What you need to do - Turn every line of the data below into a Markdown table with the columns Row and Line. Number the rows and leave out blank lines.

Annotated coordinate records
_ _ _ _

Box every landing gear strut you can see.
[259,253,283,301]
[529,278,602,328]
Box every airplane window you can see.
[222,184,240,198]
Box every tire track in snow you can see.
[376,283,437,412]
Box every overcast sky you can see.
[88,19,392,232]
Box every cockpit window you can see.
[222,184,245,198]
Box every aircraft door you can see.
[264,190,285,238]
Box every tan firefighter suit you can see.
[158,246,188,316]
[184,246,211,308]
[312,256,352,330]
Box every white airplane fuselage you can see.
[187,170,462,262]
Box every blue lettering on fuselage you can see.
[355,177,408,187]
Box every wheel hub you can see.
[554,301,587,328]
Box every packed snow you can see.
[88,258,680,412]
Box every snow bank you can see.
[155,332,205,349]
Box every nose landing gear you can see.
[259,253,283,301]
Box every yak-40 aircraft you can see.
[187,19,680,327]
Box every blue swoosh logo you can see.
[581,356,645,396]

_ _ _ _

Solution for this exercise -
| Row | Line |
|---|---|
| 1 | Box every landing gear strut you can see. |
| 2 | [259,253,283,301] |
| 3 | [529,278,602,328] |
| 4 | Box every airplane window you can see. |
| 5 | [222,184,240,198] |
| 6 | Box every tire track in snow you can see. |
| 7 | [376,283,437,412] |
| 8 | Box every overcast sky you can see. |
| 9 | [88,19,392,232] |
| 10 | Box every cockpit window you can see. |
| 11 | [222,184,245,198] |
| 12 | Box every aircraft door you can see. |
| 13 | [264,190,285,238] |
| 14 | Box every tan firefighter suit you can see. |
| 15 | [158,246,188,316] |
| 16 | [184,246,211,308] |
| 17 | [312,256,352,330] |
| 18 | Box every white airplane fuselage you can see. |
| 19 | [187,170,462,262] |
| 20 | Box every blue lettering on fuselage you can see. |
| 21 | [355,177,408,187] |
| 22 | Box every wheel hub you can see. |
| 23 | [554,301,587,328] |
| 24 | Box every packed snow you can see. |
| 25 | [88,258,680,412] |
| 26 | Box every snow bank you can see. |
| 27 | [155,332,205,349] |
| 28 | Box every nose landing gear you can see. |
| 29 | [259,253,283,301] |
| 30 | Box every yak-40 aircraft you can see. |
| 31 | [187,19,680,327] |
| 32 | Box every blue swoosh logo you can see. |
| 33 | [581,356,645,396] |